[Collected data entries]

━━━━━━━━━━━━━━━━

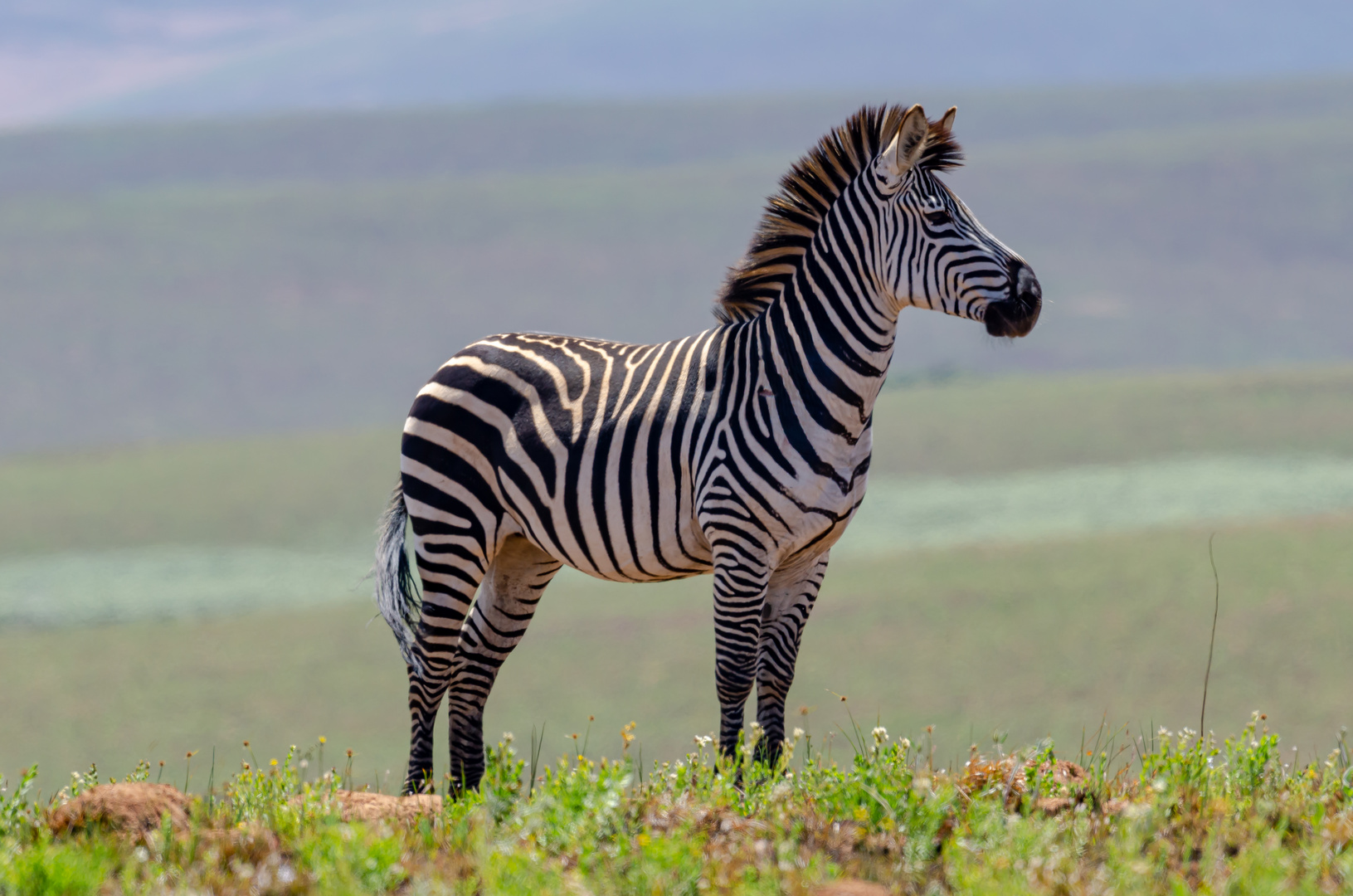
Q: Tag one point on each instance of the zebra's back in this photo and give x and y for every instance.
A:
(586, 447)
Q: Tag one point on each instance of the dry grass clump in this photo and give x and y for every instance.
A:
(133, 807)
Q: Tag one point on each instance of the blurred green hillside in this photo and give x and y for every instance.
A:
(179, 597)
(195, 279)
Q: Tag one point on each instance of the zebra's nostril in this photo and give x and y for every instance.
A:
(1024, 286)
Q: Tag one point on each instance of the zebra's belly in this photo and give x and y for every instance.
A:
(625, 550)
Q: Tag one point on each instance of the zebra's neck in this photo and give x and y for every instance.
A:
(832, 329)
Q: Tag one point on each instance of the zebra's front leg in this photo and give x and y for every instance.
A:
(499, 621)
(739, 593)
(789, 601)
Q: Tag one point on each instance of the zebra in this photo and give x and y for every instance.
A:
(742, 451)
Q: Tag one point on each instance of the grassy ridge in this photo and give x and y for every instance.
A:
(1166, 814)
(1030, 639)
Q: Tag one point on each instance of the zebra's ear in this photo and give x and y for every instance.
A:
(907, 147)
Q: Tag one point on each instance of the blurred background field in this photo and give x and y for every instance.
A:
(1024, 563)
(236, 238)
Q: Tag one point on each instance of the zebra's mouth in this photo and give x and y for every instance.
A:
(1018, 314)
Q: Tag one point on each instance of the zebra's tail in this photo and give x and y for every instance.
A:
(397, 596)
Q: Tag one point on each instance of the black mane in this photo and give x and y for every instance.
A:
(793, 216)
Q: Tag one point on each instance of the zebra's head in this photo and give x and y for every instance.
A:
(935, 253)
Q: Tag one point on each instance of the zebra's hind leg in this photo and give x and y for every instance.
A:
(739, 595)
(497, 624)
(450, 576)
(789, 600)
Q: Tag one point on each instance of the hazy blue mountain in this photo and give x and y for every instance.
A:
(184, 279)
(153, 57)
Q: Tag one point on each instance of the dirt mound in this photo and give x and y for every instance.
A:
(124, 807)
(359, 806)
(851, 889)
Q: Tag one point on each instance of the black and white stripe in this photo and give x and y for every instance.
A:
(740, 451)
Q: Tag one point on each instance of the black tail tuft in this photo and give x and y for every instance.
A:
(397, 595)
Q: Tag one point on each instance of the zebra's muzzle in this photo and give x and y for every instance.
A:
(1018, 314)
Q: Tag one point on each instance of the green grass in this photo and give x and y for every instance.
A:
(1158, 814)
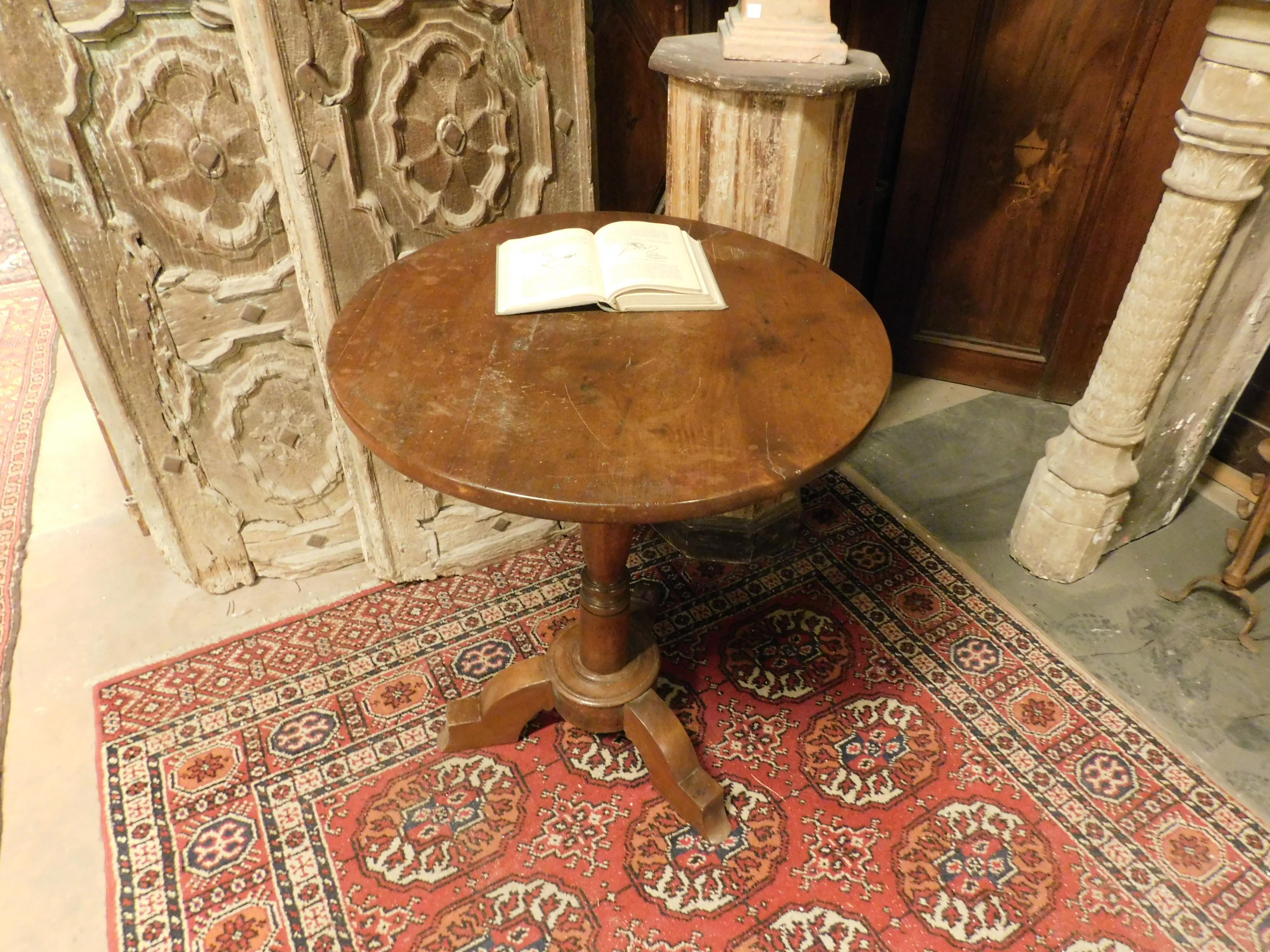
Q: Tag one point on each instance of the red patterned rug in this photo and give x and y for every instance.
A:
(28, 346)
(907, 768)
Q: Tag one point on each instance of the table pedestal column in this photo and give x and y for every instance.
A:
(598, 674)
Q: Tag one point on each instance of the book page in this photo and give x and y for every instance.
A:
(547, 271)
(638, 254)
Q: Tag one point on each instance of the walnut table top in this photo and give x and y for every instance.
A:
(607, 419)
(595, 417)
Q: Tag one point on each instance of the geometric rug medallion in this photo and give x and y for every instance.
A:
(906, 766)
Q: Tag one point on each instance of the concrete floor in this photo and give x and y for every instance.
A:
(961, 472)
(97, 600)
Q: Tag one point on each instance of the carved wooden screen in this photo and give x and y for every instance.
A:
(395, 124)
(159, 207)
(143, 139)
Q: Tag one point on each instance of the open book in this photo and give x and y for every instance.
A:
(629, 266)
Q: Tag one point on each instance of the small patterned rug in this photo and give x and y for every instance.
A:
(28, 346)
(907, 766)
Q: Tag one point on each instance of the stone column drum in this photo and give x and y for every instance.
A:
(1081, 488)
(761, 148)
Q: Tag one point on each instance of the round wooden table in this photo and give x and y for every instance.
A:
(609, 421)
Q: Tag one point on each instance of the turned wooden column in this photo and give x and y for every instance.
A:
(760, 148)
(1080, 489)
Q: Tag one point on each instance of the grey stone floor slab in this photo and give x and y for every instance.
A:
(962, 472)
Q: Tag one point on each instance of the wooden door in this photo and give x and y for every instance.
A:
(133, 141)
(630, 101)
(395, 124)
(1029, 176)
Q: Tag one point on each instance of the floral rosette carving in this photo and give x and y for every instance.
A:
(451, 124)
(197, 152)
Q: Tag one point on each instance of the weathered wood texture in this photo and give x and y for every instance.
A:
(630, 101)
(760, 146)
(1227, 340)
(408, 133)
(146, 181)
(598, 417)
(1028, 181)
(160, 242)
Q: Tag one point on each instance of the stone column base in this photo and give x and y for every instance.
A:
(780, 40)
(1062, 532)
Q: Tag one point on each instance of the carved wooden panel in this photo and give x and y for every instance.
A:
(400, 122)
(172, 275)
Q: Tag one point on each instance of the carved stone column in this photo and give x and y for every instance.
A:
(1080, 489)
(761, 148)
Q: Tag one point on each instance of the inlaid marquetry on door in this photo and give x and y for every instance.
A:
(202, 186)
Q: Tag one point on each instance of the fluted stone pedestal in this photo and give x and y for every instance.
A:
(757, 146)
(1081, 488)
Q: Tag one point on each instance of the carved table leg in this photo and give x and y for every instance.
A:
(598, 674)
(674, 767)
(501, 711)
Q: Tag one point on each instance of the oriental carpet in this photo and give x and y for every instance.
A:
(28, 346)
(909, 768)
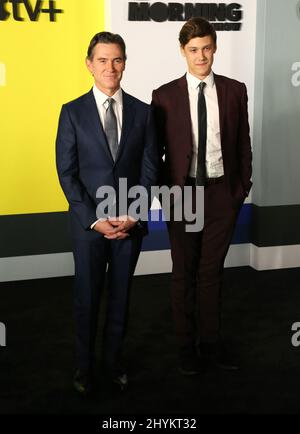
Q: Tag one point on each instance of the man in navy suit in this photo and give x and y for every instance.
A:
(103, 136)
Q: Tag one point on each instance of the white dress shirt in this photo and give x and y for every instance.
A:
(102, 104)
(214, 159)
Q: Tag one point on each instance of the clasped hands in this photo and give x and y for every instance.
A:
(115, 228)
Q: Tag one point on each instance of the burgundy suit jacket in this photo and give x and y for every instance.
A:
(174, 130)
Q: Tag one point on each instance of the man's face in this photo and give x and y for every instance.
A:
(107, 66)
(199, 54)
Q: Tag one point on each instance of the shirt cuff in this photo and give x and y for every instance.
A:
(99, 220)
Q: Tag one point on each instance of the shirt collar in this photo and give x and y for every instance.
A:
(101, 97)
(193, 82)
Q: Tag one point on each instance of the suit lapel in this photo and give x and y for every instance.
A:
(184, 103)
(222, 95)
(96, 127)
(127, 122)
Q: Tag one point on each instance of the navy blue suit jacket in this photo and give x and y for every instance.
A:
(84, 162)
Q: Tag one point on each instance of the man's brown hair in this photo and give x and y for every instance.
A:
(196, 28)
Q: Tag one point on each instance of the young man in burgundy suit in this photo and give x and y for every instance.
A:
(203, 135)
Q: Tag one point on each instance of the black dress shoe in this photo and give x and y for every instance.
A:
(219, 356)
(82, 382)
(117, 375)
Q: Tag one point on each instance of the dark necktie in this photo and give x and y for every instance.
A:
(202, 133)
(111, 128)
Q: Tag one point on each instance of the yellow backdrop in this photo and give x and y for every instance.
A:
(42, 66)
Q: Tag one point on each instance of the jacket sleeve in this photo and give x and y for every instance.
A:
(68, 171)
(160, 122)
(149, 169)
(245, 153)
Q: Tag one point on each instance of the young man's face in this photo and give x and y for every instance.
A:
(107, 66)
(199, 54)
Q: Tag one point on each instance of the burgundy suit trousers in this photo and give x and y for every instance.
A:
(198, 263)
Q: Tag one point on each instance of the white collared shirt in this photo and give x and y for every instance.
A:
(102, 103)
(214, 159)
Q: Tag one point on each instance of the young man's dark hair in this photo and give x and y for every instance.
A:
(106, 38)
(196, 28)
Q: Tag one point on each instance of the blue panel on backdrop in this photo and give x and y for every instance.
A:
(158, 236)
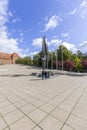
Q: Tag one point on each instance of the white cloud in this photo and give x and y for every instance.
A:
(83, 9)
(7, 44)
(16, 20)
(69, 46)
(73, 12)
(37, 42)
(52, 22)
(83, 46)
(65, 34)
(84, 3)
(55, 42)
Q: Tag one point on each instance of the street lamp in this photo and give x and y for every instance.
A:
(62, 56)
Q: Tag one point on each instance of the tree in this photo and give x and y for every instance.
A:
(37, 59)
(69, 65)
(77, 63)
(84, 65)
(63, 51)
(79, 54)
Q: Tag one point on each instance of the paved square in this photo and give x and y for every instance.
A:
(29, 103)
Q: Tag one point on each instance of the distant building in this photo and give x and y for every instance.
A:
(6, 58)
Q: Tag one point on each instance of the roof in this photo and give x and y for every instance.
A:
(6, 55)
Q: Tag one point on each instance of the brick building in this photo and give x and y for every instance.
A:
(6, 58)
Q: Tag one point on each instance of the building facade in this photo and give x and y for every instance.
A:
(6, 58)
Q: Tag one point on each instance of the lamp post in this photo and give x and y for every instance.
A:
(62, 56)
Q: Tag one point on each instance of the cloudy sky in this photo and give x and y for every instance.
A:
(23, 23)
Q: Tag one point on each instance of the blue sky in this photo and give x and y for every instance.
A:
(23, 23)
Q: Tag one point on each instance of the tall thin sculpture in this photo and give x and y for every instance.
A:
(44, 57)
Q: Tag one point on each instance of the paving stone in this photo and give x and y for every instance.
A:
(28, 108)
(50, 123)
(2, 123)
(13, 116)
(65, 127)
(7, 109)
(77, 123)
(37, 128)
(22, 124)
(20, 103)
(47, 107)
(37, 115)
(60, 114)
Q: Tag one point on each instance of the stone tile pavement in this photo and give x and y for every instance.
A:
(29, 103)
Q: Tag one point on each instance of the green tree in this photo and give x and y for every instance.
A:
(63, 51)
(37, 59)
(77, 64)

━━━━━━━━━━━━━━━━

Pick out the lines above containing the word "green", then copy them.

SOLUTION TO THE PROBLEM:
Q: Tag one point on each instance of the blurred green hillside in this photo and give x and y for every instance.
Q: Tag one point on each instance of the green grass in this photo and give x and y for every instance.
Q: Tag one point on each instance of the green tree in this photo and give x and y for every instance.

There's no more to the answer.